WHAT IS NEEDED >>
Swap "wristwatch" for "watch" in the material between the lines holding "Pop quiz! Can you mark the forest" and "[370,1,468,211]", inclusive, and leave everything else unchanged. Return only those lines.

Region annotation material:
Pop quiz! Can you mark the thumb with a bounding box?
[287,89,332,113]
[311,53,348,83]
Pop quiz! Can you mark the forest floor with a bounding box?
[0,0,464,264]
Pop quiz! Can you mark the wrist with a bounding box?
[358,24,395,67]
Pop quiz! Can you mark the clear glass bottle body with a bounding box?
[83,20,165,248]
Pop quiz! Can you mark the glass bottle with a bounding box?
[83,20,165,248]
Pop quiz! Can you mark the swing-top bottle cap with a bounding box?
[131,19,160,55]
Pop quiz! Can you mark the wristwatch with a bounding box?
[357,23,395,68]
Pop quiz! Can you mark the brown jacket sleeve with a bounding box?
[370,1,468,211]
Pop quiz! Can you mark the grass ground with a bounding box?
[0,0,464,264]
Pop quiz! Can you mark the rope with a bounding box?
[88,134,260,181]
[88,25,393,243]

--

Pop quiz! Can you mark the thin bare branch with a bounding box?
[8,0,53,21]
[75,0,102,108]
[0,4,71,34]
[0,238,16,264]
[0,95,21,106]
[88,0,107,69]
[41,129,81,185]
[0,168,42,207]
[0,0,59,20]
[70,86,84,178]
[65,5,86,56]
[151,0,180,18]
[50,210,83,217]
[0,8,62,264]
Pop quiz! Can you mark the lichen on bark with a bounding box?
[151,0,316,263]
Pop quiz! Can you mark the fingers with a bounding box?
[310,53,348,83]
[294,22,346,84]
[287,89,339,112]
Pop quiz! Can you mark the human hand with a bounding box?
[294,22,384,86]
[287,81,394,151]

WRITTEN RESPONSE >>
Pop quiz! Can you mark the forest floor with a bounding box?
[0,0,464,264]
Pop quiz! Can you mark the wrist with a bounding box?
[358,24,395,67]
Pop quiz! Can you mark the clear glass bottle body with a bounding box?
[83,20,165,248]
Pop quiz! Can you mark the glass bottle with a bounding box?
[83,20,165,248]
Pop quiz! Can you mark the swing-top bottle cap with a bounding box?
[131,19,160,55]
Pop quiz! Can you mark the watch with a bounding box?
[357,23,395,68]
Pop quiz! Can you mark the brown jacket sleeve with a bounding box?
[370,1,468,211]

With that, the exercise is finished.